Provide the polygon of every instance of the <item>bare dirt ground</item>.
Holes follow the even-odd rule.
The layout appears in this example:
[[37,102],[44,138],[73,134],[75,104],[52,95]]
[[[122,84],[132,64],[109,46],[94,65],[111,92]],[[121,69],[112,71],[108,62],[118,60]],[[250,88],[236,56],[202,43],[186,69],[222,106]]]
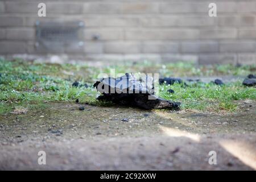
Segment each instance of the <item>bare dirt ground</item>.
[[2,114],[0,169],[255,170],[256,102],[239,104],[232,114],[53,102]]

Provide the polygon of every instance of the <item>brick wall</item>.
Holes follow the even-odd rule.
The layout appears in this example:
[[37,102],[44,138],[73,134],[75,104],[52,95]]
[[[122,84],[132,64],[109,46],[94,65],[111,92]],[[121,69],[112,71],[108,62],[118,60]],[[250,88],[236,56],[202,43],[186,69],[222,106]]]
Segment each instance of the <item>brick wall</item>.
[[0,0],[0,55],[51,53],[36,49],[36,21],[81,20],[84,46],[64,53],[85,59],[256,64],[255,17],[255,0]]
-- -- --
» TASK INSTRUCTIONS:
Copy all of the material above word for word, leaving out the picture.

» OUTPUT FOR THIS EXERCISE:
Provide the polygon of every instance of the <item>bare dirt ground</item>.
Holes follow the even-odd rule.
The layout appears in this example:
[[37,102],[44,138],[73,134],[75,104],[52,95]]
[[[122,84],[132,64],[109,46],[94,65],[111,92]],[[121,69],[112,71],[108,62],[118,60]],[[250,88],[236,56],[202,43],[186,69],[222,106]]]
Segment each instance of the <item>bare dirt ground</item>.
[[2,114],[0,169],[255,170],[256,102],[239,104],[232,114],[53,102]]

Provide the polygon of every instance of the <item>brick wall</item>.
Holes follow the even-odd rule.
The layout appears in this example:
[[37,102],[44,138],[73,134],[75,104],[52,95]]
[[[122,84],[132,64],[109,46],[94,65],[111,92]],[[121,69],[112,71],[108,62],[118,60]],[[250,88],[236,56],[202,43],[186,69],[222,106]]]
Segment each instance of the <item>brick wall</item>.
[[0,0],[0,55],[51,53],[36,49],[36,21],[81,20],[84,46],[64,53],[85,59],[256,64],[255,17],[255,0]]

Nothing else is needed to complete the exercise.